## ARTICLE
=======
Neural Axiom Network for Knowledge Graph Reasoning

Tracking #: 2852-4066

Juan Li
Wen Zhang
Xiangnan Chen
Jiaoyan Chen
Huajun Chen

Responsible editor: 
Freddy Lecue

Submission type: 
Full Paper
Knowledge graph reasoning is essential for improving the quality of knowledge graphs due to automatic mechanisms involved in KG construction which probably introduces incompleteness and incorrectness. In recent years, various KG reasoning techniques such as symbolic- and embedding-based methods, have been proposed for inferring missing triples and detecting noises. Symbolic-based reasoning methods concentrate on inferring new knowledge according to predefined rules or ontologies, where rules and axioms have been proved to be effective but are difficult to obtain. Meanwhile, embedding-based reasoning methods learn low-dimensional representations of entities and relations primarily by utilizing structural information, and the learned embeddings achieve promissing results in downstream tasks such as knowledge graph completion. These methods, however, ignore implicit axiom information which are not predefined in KGs but can be reflected through data. To be specific, each correct triple is considered to satisfy all axioms, as it is also a consistent triple. In this paper, we explore how to combine explicit structural and implicit axiom information to improve reasoning ability. Specifically, we present a novel NeuRal Axiom Network framework (NeuRAN) that only uses existing triples in KGs to address issues in the above methods. The framework consists of a knowledge graph embedding module that preserves the semantics of a triple, and five axiom modules that are encoded based on the characteristics of five kinds of axioms corresponding to five typical object property expression axioms defined in OWL2, including ObjectPropertyDomain, ObjectPropertyRange, DisjointObjectProperties, IrreflexiveObjectProperty and AsymmetricObjectProperty. The knowledge graph embedding module and axiom modules respectively calculate the probabilities that the triple conforms to the semantics and the corresponding axioms. Evaluations on KG reasoning tasks including noise detection, triple classification and link prediction show the efficiency of our method.
=======
## PROVIDED INFORMATION
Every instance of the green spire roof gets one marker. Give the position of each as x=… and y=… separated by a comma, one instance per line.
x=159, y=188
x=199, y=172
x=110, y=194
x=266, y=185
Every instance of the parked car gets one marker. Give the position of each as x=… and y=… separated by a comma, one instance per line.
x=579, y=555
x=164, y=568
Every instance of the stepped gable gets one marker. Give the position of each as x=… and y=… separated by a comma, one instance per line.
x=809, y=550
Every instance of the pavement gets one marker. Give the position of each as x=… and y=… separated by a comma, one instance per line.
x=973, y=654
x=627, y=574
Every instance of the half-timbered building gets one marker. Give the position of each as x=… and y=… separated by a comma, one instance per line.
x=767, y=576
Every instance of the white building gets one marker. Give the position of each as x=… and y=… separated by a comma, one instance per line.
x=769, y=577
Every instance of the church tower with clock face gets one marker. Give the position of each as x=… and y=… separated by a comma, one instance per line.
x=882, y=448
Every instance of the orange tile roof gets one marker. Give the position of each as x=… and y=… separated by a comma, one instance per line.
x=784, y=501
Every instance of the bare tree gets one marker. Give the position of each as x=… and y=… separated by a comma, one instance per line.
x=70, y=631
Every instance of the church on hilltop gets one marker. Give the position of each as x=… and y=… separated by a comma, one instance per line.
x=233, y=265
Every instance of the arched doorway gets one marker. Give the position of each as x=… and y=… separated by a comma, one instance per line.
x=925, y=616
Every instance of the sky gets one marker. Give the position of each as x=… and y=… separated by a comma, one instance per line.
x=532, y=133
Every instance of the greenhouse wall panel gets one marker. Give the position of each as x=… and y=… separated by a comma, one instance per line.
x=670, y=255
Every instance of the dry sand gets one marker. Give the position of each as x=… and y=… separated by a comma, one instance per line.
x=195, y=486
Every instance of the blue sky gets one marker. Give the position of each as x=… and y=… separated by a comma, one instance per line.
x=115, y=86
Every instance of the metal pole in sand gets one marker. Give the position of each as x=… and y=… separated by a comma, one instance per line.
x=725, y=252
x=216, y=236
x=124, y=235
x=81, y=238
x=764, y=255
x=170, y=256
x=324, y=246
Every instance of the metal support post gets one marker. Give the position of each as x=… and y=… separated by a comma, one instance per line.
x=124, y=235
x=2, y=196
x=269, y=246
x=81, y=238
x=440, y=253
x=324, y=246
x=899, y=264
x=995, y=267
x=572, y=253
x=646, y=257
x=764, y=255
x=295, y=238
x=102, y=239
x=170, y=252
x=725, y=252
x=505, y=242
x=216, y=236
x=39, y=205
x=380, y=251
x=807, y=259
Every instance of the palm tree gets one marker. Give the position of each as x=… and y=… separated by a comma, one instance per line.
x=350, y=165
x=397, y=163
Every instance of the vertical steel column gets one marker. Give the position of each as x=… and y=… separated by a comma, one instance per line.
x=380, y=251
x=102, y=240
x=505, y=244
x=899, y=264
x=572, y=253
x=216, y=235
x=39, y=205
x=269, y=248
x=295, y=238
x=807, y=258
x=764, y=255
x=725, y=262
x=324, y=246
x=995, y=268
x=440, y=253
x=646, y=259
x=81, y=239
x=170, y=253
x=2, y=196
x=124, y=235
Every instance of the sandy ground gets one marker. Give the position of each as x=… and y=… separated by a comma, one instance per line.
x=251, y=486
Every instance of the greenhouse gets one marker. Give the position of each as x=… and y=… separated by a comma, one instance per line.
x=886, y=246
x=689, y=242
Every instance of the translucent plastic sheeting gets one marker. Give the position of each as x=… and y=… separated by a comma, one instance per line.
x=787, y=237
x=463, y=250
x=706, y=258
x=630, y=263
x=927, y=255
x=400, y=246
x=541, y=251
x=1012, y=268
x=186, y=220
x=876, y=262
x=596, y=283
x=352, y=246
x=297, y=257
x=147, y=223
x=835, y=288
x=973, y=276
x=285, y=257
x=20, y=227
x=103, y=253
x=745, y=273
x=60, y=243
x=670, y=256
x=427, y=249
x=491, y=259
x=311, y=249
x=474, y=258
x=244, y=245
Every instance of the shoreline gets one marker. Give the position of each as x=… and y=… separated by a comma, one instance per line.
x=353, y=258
=======
## SET TASKS
1. In the abstract on the Neural Axiom Network, which knowledge graph reasoning tasks were used to evaluate the method?
2. Translate this sentence from the abstract on the Neural Axiom Network into Spanish: "The knowledge graph embedding module and axiom modules respectively calculate the probabilities that the triple conforms to the semantics and the corresponding axioms."
3. Pick up the abstract on the Neural Axiom Network after its final sentence and write the next part.

## FINAL RESULTS
1. Noise detection, triple classification, and link prediction.

2. El módulo de incrustación del grafo de conocimiento y los módulos de axiomas calculan, respectivamente, las probabilidades de que la tripleta se ajuste a la semántica y a los axiomas correspondientes.

3.
Full PDF Version: 

Major Revision

Solicited Reviews:
Click to Expand/Collapse
Review #1
By Simon Halle submitted on 18/Feb/2022
Minor Revision
Review Comment:

1. Originality:
This paper introduces a neural network model where attention mechanisms are exploited to learn common object properties from the OWL2 ontology standard.
Similar to what some of the co-authors proposed for the IterE model, this paper exploits axiom properties throughout its learning, but instead of learning rules guided by those properties, it uses those rules to implement an attention mechanism affecting the model embeddings.
In conclusion, it exploits recent deep learning techniques, trough attention mechanism, along with Ontology formalisms, which represents an original way of mixing deep learning and symbolic AI.

2. Significance of the results:
This paper provides tangible proofs about the value of ontologies' axiom information, in the learning process of knowledge graph embeddings.
Information on test results and the method used to produce them are well presented.
Results on the WN18RR with Hits@1 metric, being a very difficult task, are very good, and show potential advantage of this method for tasks where precision is needed in noisy (real life) settings.
The significance of those results is satisfactory but somewhat modest considering additional tests and evaluation would be needed to fully assess the level of improvement brought by this method on knowledge graph embeddings and its applicability to different type of datasets.
Nevertheless, it truly confirms the validity of the approach and applicability to certain use cases.

3. Quality of writing:
The quality of the writing is very basic, many sentences are missing words or using the wrong word, verb tense, etc., which makes reading unpleasant but does not affect the technical comprehension.

4. Paper Code/Resources:
The github reference was created but is empty (at least the public branch), which makes it impossible to review the solution code quality, reproduce results and confirm whether artifacts will be available.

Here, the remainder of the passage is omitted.